TASK INSTRUCTIONS :: Would you copy every line of the listing below that includes the word "green"?

RECORDS FOR THIS EXERCISE ::

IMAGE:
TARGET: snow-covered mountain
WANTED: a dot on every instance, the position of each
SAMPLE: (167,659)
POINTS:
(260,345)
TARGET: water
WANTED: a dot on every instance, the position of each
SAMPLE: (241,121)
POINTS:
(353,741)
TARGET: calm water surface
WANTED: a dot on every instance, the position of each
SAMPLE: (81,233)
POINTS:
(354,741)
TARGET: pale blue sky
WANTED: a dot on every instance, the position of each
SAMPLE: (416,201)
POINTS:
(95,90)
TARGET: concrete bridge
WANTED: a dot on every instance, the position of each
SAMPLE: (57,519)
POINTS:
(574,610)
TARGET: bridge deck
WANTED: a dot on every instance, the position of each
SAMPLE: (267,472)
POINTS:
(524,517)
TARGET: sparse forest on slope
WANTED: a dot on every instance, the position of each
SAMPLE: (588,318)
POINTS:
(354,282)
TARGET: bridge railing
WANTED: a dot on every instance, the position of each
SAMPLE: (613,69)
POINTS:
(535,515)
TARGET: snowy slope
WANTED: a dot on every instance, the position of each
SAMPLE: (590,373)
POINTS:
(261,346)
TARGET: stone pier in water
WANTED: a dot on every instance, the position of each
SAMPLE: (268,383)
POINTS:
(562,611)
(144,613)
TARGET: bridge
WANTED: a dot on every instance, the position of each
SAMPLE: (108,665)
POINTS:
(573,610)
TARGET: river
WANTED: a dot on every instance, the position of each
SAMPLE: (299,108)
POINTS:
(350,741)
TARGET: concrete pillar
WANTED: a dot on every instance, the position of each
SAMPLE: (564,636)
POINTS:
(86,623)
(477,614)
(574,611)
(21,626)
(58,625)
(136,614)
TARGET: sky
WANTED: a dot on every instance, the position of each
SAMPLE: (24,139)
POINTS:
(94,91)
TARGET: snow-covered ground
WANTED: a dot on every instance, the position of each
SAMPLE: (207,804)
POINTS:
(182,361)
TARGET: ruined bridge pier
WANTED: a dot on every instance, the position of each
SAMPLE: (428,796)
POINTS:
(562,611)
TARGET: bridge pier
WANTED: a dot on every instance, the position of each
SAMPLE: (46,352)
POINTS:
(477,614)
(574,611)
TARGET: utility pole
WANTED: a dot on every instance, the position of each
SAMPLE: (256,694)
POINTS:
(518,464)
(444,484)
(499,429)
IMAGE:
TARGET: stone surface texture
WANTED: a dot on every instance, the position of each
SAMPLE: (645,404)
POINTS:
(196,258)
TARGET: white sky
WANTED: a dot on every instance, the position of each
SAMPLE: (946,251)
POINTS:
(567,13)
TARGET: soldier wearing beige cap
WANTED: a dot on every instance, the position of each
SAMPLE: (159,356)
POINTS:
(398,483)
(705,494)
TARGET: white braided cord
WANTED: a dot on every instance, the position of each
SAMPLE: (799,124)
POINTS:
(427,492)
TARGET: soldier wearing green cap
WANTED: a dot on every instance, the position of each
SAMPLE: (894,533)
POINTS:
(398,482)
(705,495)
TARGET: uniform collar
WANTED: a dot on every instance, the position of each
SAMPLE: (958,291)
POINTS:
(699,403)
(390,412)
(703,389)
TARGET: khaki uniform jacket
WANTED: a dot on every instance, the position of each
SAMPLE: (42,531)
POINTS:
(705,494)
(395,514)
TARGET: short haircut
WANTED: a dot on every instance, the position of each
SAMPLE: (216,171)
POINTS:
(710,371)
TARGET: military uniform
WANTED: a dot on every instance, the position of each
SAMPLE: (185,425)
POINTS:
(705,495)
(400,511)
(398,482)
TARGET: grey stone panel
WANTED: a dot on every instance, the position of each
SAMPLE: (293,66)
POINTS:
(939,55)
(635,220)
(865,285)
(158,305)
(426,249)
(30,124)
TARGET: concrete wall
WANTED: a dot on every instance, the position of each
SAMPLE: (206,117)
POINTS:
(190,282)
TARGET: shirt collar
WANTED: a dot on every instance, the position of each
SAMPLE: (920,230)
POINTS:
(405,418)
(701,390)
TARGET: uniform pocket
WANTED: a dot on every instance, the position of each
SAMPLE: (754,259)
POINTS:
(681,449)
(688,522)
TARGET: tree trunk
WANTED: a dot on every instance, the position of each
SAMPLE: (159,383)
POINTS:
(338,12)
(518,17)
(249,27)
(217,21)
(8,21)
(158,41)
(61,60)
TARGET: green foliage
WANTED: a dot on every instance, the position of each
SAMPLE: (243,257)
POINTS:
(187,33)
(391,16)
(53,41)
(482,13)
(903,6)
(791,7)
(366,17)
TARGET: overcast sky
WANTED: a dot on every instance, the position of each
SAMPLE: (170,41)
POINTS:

WRITTEN SOLUTION ::
TARGET: soldier wearing green cap
TARGET: green foliage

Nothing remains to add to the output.